What is asked: Set down every line of the records below exactly, leaving out the pictures.

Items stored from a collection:
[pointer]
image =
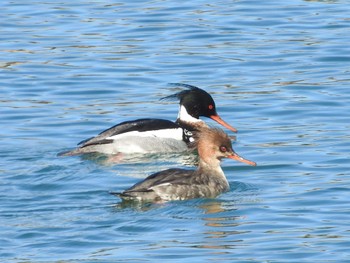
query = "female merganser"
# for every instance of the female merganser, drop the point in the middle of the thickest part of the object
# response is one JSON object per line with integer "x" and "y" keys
{"x": 208, "y": 181}
{"x": 156, "y": 135}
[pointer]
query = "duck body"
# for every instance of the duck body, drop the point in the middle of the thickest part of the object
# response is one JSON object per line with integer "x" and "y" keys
{"x": 207, "y": 181}
{"x": 138, "y": 136}
{"x": 177, "y": 184}
{"x": 150, "y": 135}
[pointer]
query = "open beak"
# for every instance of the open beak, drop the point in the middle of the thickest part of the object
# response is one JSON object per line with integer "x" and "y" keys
{"x": 236, "y": 157}
{"x": 222, "y": 122}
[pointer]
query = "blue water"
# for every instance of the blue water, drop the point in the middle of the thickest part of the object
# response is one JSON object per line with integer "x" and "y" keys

Task answer:
[pointer]
image =
query = "female merganser"
# for every instance of the female merganser, drop the point in the middle of the thickest part of the object
# response is one JSON object per line with integer "x" and "y" keys
{"x": 208, "y": 181}
{"x": 156, "y": 135}
[pointer]
query = "duck body"
# for every instance of the duck body, drop the point in the middle of the thickest part of the object
# response is one JSON object per line with integer "x" and "y" keys
{"x": 207, "y": 181}
{"x": 138, "y": 136}
{"x": 177, "y": 184}
{"x": 150, "y": 135}
[pointer]
query = "open beak"
# for every instance of the open beak, drop the point in the middle of the thickest part of the object
# response is one JSON object per line with integer "x" and "y" keys
{"x": 236, "y": 157}
{"x": 222, "y": 122}
[pointer]
query = "blue water"
# for every instance of the blue water, drop the point in the middle of the thickest part of the object
# response is one JSON object per line with integer "x" and "y" keys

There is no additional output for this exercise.